To his party, Lankford posed a simple question: Did Republicans care more about grandstanding or governing? He ended his speech by holding up his Senate pen:
This is the pen that I was handed at that desk when I was sworn in to the United States Senate. And I signed a book that was at that desk with this pen, because I was becoming a United States senator, because the people at home sent me here to get stuff done and to solve problems. There is no reason for me to have this pen if we are just going to do press conferences. I can do press conferences from anywhere. But we can only make law from this room.
Half an hour after that speech—and a day after staging press conferences to decry chaos at the border—Senate Republicans voted to bury Lankford’s bill.
ALL OF THIS LEAVES LANKFORD in an awkward position. He’s a border hawk. On this issue, as on many others, he supports Trump’s executive actions, not Biden’s. But when it comes to passing laws, it’s Biden, not Trump, who’s willing to act now to alleviate the problem.
Last week, in his State of the Union address, Biden saluted Lankford’s bill. The president noted that the bill would hire thousands of border security agents, asylum officers, and immigration judges and that it would authorize the president to “shut down the border” when the flow made normal procedures unmanageable. As Biden recited these facts, Johnson sat behind him, shaking his head and rolling his eyes. But Lankford, captured on camera, nodded at the president’s words and said, “That’s true.”

▶ _TASK 1_
Select every line of the listing that contains the string "below". Case counts.
The listing that comes next has no connection to the passage about Lankford and the border bill.

▶ _Some records_
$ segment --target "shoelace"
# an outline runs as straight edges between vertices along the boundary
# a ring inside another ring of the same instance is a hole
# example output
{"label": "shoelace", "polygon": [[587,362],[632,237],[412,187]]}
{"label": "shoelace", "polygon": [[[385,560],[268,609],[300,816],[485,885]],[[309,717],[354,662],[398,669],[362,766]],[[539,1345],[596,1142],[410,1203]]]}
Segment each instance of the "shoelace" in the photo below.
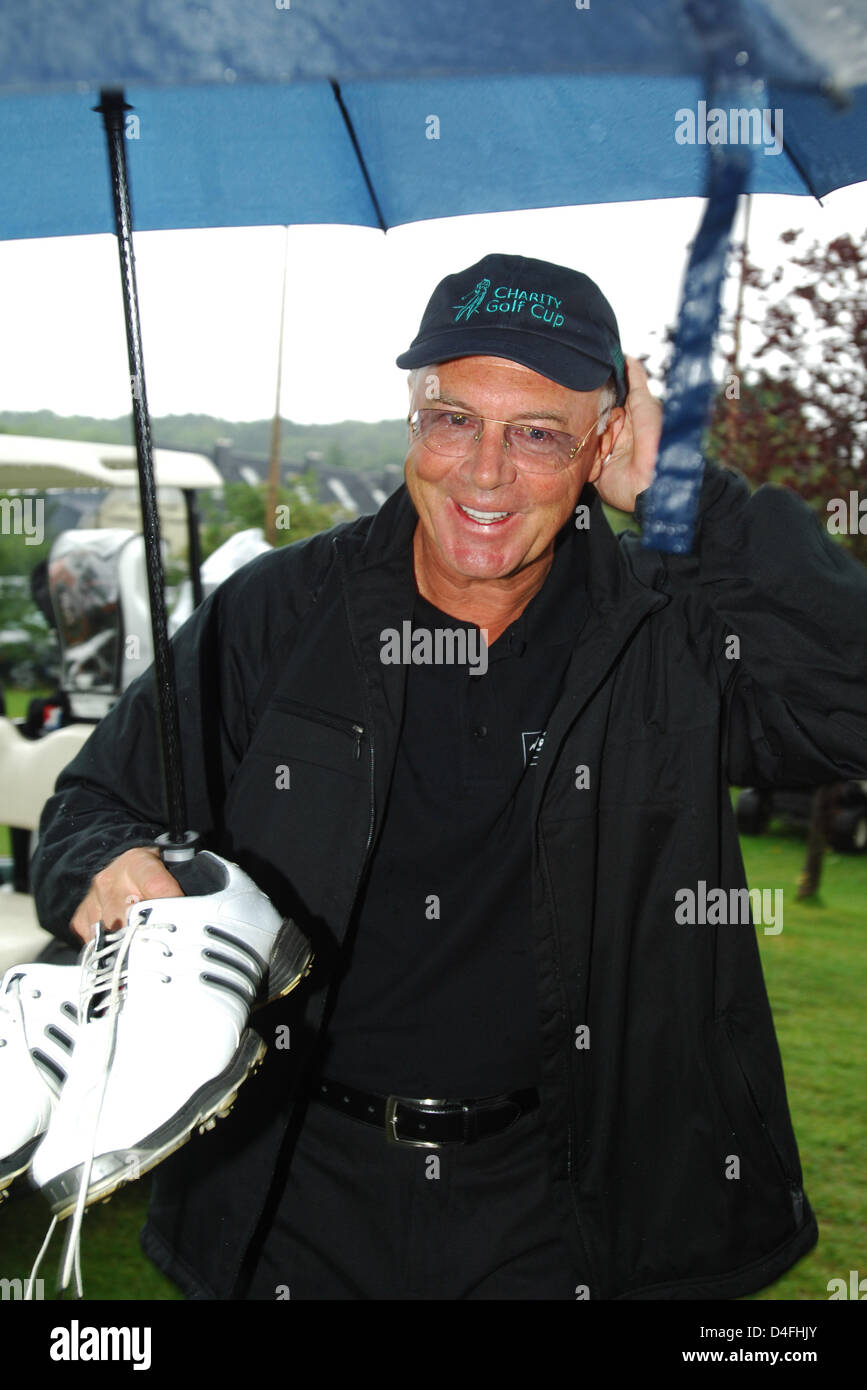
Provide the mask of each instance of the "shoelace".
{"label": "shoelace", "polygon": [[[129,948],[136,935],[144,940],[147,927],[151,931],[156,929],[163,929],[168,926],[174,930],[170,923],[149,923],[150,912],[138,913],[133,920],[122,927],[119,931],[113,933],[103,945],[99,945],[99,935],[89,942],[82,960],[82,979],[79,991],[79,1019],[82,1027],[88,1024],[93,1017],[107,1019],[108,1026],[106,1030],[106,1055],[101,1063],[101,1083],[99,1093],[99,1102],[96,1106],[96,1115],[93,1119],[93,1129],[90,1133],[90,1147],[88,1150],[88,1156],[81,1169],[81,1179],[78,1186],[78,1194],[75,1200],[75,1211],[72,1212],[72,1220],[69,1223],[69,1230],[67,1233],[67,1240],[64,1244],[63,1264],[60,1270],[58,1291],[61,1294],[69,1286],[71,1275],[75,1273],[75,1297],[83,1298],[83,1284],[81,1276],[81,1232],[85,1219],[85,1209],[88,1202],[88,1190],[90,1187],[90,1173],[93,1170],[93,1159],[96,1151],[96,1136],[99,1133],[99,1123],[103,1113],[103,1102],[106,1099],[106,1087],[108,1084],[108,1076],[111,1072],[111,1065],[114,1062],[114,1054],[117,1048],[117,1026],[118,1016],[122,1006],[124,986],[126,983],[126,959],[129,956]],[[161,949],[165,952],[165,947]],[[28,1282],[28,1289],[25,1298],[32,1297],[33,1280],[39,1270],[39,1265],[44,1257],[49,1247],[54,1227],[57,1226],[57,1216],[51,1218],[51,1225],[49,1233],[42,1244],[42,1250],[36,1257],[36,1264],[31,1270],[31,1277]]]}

---

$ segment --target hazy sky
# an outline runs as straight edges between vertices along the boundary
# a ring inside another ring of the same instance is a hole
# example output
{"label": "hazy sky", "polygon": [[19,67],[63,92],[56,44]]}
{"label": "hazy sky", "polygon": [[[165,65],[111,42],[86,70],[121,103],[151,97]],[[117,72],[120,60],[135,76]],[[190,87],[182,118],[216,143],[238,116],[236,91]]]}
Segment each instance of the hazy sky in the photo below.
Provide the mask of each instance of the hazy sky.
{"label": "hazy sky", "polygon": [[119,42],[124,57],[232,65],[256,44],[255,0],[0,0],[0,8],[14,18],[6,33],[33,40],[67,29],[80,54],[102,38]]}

▶ _TASK 2_
Print the entire passage about Lankford and the border bill, word for word.

▶ _WORKED SOLUTION 1_
Segment each instance of the "shoelace" in the photo below.
Segment each instance of the hazy sky in the photo below.

▶ _WORKED SOLUTION 2_
To his party, Lankford posed a simple question: Did Republicans care more about grandstanding or governing? He ended his speech by holding up his Senate pen:
This is the pen that I was handed at that desk when I was sworn in to the United States Senate. And I signed a book that was at that desk with this pen, because I was becoming a United States senator, because the people at home sent me here to get stuff done and to solve problems. There is no reason for me to have this pen if we are just going to do press conferences. I can do press conferences from anywhere. But we can only make law from this room.
Half an hour after that speech—and a day after staging press conferences to decry chaos at the border—Senate Republicans voted to bury Lankford’s bill.
ALL OF THIS LEAVES LANKFORD in an awkward position. He’s a border hawk. On this issue, as on many others, he supports Trump’s executive actions, not Biden’s. But when it comes to passing laws, it’s Biden, not Trump, who’s willing to act now to alleviate the problem.
Last week, in his State of the Union address, Biden saluted Lankford’s bill. The president noted that the bill would hire thousands of border security agents, asylum officers, and immigration judges and that it would authorize the president to “shut down the border” when the flow made normal procedures unmanageable. As Biden recited these facts, Johnson sat behind him, shaking his head and rolling his eyes. But Lankford, captured on camera, nodded at the president’s words and said, “That’s true.”